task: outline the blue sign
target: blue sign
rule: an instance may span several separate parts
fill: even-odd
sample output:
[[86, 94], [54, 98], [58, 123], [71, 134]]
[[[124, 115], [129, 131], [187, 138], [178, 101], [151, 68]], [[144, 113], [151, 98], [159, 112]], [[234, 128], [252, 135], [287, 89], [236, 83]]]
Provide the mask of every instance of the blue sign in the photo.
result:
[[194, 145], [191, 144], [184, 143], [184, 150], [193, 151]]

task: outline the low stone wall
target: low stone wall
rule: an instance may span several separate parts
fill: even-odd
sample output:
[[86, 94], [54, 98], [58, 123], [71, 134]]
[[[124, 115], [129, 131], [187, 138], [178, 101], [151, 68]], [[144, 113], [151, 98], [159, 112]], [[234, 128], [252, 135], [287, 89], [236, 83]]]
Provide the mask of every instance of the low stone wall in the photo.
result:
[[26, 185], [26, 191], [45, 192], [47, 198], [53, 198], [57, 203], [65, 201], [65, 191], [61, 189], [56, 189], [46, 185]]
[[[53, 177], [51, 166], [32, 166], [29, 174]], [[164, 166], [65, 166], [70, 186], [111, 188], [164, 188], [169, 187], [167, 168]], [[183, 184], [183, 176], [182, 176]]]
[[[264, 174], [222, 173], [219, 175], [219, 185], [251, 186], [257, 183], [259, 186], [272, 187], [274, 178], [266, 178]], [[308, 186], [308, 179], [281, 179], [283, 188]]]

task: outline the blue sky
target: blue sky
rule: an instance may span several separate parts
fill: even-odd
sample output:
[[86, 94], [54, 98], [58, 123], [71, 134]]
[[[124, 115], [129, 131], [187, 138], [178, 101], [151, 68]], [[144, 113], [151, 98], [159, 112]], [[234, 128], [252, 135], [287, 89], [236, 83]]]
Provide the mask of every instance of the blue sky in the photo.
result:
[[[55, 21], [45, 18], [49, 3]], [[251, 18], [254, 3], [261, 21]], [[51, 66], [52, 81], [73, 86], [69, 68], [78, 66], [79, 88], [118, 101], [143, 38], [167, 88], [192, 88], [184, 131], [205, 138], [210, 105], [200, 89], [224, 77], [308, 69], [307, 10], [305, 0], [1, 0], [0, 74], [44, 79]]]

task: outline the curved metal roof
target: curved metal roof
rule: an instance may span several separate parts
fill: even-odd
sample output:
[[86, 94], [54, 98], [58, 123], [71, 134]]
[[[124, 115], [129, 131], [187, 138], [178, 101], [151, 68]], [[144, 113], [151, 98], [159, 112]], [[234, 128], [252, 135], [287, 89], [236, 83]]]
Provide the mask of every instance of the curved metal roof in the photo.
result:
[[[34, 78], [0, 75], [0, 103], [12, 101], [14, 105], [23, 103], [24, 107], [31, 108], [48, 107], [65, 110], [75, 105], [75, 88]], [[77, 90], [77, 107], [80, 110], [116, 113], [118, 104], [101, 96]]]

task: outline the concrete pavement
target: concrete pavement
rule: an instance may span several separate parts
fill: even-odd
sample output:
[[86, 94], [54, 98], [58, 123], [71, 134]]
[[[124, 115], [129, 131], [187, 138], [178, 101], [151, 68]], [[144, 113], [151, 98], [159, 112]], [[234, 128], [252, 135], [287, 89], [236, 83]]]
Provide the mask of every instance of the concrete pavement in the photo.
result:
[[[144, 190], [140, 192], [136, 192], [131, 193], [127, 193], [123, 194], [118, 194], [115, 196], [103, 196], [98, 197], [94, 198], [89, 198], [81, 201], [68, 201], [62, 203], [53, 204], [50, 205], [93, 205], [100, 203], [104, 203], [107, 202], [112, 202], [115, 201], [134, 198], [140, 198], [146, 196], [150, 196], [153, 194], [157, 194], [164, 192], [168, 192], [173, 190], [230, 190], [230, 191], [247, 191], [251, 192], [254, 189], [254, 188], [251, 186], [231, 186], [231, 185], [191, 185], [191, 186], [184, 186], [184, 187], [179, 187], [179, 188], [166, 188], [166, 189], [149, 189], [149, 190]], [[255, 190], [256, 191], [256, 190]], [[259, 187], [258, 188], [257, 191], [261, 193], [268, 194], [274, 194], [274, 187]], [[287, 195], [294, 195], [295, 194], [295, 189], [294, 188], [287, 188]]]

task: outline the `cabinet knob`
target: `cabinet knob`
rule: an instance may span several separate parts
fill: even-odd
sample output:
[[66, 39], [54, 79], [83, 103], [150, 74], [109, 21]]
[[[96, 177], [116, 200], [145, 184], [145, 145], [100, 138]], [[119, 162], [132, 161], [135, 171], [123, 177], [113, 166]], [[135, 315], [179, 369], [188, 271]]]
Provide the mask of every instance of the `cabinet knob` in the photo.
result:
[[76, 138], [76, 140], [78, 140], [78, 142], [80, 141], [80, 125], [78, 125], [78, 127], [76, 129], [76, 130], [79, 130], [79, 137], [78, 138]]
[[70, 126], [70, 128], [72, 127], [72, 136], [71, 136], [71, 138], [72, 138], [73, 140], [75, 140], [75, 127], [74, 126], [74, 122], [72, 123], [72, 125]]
•••••
> Given exercise:
Rewrite all of the lines above with "even-odd" replaced by "nonzero" everywhere it occurs, leaving everything else the same.

> Task solution:
task: outline the blue sign
target: blue sign
rule: an instance may span several separate parts
fill: nonzero
sample output:
[[86, 94], [54, 98], [58, 123], [71, 134]]
[[[124, 115], [129, 131], [187, 138], [178, 101], [151, 68]], [[144, 113], [151, 98], [159, 112]], [[234, 128], [252, 135], [287, 89], [236, 83]]]
Provide the mask of every instance of the blue sign in the photo.
result:
[[194, 145], [191, 144], [184, 143], [184, 150], [193, 151]]

task: outline the low stone wall
target: low stone wall
rule: an instance may span several separate parts
fill: nonzero
sample output:
[[86, 94], [54, 98], [58, 123], [71, 134]]
[[[124, 115], [129, 131], [187, 138], [178, 101], [151, 68]], [[144, 113], [151, 98], [159, 112]], [[234, 128], [252, 135], [287, 89], [236, 83]]]
Provide the mask of every instance of the low stone wall in the photo.
result:
[[26, 185], [26, 191], [45, 192], [47, 198], [53, 198], [57, 203], [65, 201], [65, 191], [61, 189], [56, 189], [46, 185]]
[[[53, 177], [51, 166], [32, 166], [29, 174]], [[164, 166], [65, 166], [70, 186], [111, 188], [164, 188], [169, 187], [167, 168]], [[183, 184], [183, 176], [182, 176]]]
[[[264, 174], [222, 173], [219, 175], [219, 185], [251, 186], [257, 183], [259, 186], [272, 187], [274, 178], [266, 178]], [[308, 186], [308, 179], [281, 179], [283, 188]]]

task: outline the blue sky
target: blue sky
rule: an instance may span several separate parts
fill: nonzero
sample output:
[[86, 94], [54, 98], [58, 123], [71, 134]]
[[[124, 115], [129, 131], [187, 138], [178, 101], [151, 68]], [[144, 113], [151, 98], [159, 112]], [[234, 128], [252, 135], [287, 89], [236, 83]]]
Provide the mask of every instance of the blue sky in the photo.
result:
[[[55, 21], [45, 18], [49, 3]], [[251, 18], [254, 3], [261, 21]], [[51, 66], [52, 81], [73, 86], [69, 68], [78, 66], [79, 88], [118, 101], [143, 38], [167, 88], [192, 88], [184, 131], [205, 138], [210, 105], [200, 89], [224, 77], [308, 69], [307, 10], [305, 0], [1, 0], [0, 74], [44, 79]]]

task: outline the curved metal roof
target: curved metal roof
rule: an instance may span several separate parts
fill: nonzero
sample output:
[[86, 94], [54, 98], [58, 123], [71, 134]]
[[[124, 115], [129, 131], [187, 138], [178, 101], [151, 68]], [[144, 113], [151, 98], [159, 112]], [[234, 128], [252, 135], [287, 89], [236, 83]]]
Provide the mask of every instance of the curved metal roof in the photo.
result:
[[[34, 78], [0, 75], [0, 103], [12, 101], [14, 105], [23, 103], [24, 107], [31, 108], [48, 107], [65, 110], [75, 105], [75, 88]], [[77, 90], [77, 107], [80, 110], [116, 113], [118, 104], [101, 96]]]

task: outline the concrete pavement
target: concrete pavement
rule: an instance may span several separate parts
fill: nonzero
sample output:
[[86, 94], [54, 98], [58, 123], [71, 134]]
[[[124, 115], [129, 131], [187, 138], [178, 101], [151, 68]], [[144, 113], [151, 98], [159, 112]], [[234, 128], [252, 135], [287, 89], [236, 83]]]
Provide the mask of every instance of the concrete pavement in the photo.
result:
[[[144, 190], [140, 192], [136, 192], [131, 193], [127, 193], [123, 194], [118, 194], [115, 196], [103, 196], [98, 197], [94, 198], [89, 198], [81, 201], [68, 201], [62, 203], [53, 204], [50, 205], [93, 205], [100, 203], [104, 203], [107, 202], [112, 202], [115, 201], [134, 198], [140, 198], [146, 196], [150, 196], [153, 194], [157, 194], [164, 192], [168, 192], [173, 190], [230, 190], [230, 191], [247, 191], [251, 192], [254, 189], [254, 188], [251, 186], [231, 186], [231, 185], [191, 185], [191, 186], [184, 186], [184, 187], [179, 187], [179, 188], [166, 188], [166, 189], [149, 189], [149, 190]], [[255, 190], [256, 191], [256, 190]], [[259, 187], [258, 188], [257, 191], [261, 193], [268, 194], [274, 194], [274, 187]], [[287, 195], [294, 195], [295, 194], [295, 189], [294, 188], [287, 188]]]

task: outline the `cabinet knob`
target: `cabinet knob`
rule: an instance may span several separate parts
fill: nonzero
sample output:
[[66, 39], [54, 79], [83, 103], [150, 74], [109, 21]]
[[[96, 177], [116, 200], [145, 184], [145, 145], [100, 138]], [[119, 162], [132, 161], [135, 171], [123, 177], [113, 166]], [[135, 315], [179, 369], [188, 271]]]
Provide the mask of every instance of the `cabinet knob` in the photo.
result:
[[76, 138], [76, 140], [78, 140], [78, 142], [80, 141], [80, 125], [78, 125], [78, 127], [76, 129], [76, 130], [79, 130], [79, 137], [78, 138]]
[[70, 126], [70, 128], [72, 127], [72, 136], [71, 136], [71, 138], [72, 138], [73, 140], [75, 140], [75, 127], [74, 126], [74, 122], [72, 123], [72, 125]]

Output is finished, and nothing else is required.